Stated problem a
Rewrite the lines of the records below, replacing "forest floor" with "woodland ground" and leaving everything else unchanged. Omit the pictures from your output.

Selection
Not Mediaeval, but from the early Renaissance and surprisingly fresh and attractive to my brain is Anthoine de Bertrand - Les amours de Ronsard, especially "Je ne suis seulement amoureus de Marie" which brings back fine memories to the time I myself wasn't just in love with Mary... I'm not sure it's easy to find though.

By the way: I'm a big Zappa fan myself as you seem to be, especially of his synclavier music (Phase III). A universe of its own


----------



## Autocrat (Nov 14, 2014)

Blancrocher said:


> Where the heck did Leoš Janáček come from?!


Czechoslovakia.


----------



## Woodduck (Mar 17, 2014)

Listening to lesser composers from the Classical period (Dittersdorf, Dussek, Myslivecek, et al), I'm apt to be very "period conscious," trying to feel how the music "fits in," which I'm not while listening to Mozart or Haydn, except maybe to think momentarily "this transcends the Classical period." To a certain extent that distinction applies to the great and not-so-great composers of any era.


----------



## Clairvoyance Enough (Jul 25, 2014)

One poster explained in another thread that they don't like to follow romantic era music with pieces from previous eras because the orchestration will sound thin by comparison, and I've experienced this too. But the adagio of Bach's violin sonata 1 always sounds more dramatic and expansive than whatever came before it. I have similar feelings for the opening of the 5th cello suite, the chaconne, and a few others, but that adagio in particular sounds as big as Mahler to me, and it comes to mind every time there's a discussion about what this or that baroque/classical era composer would have sounded like in the romantic era.


----------



## Stavrogin (Apr 20, 2014)

I don't know what Satie's style period was but I am quite sure he transcended it.


----------

Input material
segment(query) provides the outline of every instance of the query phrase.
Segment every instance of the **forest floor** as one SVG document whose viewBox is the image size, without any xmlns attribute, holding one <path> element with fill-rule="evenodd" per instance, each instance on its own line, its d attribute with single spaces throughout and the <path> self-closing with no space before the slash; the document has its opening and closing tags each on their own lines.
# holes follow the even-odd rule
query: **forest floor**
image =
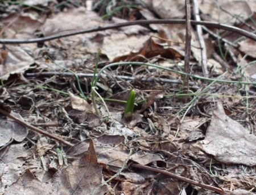
<svg viewBox="0 0 256 195">
<path fill-rule="evenodd" d="M 0 194 L 255 194 L 253 8 L 1 1 Z"/>
</svg>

Stated problem b
Answer these questions from the forum thread above:
(i) According to Autocrat, where did Leoš Janáček come from?
(ii) Which part of Bach's violin sonata 1 sounds as big as Mahler to Clairvoyance Enough?
(iii) Which kind of Zappa's music does the first poster especially like?

Worked solution a
segment(query) provides the outline of every instance of the query phrase.
Segment every instance of the **woodland ground** as one SVG document whose viewBox is the image size, without any xmlns attribute, holding one <path> element with fill-rule="evenodd" per instance, each instance on its own line, its d attribute with single spaces throughout and the <path> self-closing with no space before the slash; the document has its opening and closing tags each on their own lines.
# holes follow the even-odd rule
query: **woodland ground**
image =
<svg viewBox="0 0 256 195">
<path fill-rule="evenodd" d="M 0 194 L 255 194 L 253 8 L 1 1 Z"/>
</svg>

Worked solution b
(i) Czechoslovakia.
(ii) The adagio.
(iii) His synclavier music (Phase III).